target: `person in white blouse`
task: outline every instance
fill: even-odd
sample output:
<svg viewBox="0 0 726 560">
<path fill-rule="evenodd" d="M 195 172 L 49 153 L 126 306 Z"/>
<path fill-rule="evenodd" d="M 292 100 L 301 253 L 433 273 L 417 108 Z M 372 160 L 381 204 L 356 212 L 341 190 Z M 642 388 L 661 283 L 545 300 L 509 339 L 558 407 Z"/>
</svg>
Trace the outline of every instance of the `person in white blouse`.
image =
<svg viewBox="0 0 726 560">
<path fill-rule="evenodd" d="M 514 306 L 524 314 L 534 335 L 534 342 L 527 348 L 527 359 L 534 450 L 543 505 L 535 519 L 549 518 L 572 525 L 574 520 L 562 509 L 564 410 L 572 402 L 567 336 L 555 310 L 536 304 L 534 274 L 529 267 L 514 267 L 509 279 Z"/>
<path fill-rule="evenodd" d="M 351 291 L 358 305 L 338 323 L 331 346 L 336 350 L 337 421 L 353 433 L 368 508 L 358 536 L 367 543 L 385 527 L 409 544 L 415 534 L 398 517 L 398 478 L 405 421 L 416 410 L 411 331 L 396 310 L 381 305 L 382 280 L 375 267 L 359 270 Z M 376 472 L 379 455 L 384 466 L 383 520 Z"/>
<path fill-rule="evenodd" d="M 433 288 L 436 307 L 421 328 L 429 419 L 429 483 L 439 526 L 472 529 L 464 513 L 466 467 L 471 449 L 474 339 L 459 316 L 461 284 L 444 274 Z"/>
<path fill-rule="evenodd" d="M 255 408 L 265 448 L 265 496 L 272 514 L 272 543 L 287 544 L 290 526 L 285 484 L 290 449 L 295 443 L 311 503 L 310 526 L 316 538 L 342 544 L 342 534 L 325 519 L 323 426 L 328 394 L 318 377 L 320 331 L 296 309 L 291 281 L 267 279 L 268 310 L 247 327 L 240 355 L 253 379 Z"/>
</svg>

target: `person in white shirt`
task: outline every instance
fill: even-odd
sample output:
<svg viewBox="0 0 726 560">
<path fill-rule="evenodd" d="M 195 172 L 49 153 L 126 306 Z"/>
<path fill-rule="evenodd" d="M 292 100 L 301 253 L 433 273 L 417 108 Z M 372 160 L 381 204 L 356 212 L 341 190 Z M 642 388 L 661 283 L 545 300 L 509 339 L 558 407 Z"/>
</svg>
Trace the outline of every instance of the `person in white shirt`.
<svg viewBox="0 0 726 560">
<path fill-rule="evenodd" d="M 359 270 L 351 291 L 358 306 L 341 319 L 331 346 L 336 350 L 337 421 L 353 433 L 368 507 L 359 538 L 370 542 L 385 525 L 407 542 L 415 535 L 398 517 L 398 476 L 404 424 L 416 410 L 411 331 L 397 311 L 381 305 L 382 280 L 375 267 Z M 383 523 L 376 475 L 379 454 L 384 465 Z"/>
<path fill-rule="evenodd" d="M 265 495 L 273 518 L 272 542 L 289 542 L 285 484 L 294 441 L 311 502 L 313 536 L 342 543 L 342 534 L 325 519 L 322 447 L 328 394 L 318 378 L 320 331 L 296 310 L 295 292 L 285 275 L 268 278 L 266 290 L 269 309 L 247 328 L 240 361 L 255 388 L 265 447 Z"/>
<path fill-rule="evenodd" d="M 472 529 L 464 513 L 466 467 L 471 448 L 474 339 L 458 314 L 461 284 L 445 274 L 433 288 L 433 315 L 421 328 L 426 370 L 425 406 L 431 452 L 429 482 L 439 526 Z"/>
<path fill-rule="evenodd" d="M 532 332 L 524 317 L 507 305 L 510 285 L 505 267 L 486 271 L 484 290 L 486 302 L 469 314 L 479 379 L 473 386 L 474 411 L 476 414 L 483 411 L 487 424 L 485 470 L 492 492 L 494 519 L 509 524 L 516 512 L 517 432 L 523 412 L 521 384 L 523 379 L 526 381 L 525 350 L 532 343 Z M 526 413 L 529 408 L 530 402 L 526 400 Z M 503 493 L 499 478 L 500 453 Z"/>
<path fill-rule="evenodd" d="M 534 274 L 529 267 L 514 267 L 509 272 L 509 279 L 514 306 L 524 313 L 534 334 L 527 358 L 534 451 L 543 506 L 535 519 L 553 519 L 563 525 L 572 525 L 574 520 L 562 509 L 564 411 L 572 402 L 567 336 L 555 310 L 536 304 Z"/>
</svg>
----
What is required →
Where a line in the records above includes the string "blouse", show it.

Expected answer →
target: `person in white blouse`
Trace the outline of every instance of the `person in white blouse`.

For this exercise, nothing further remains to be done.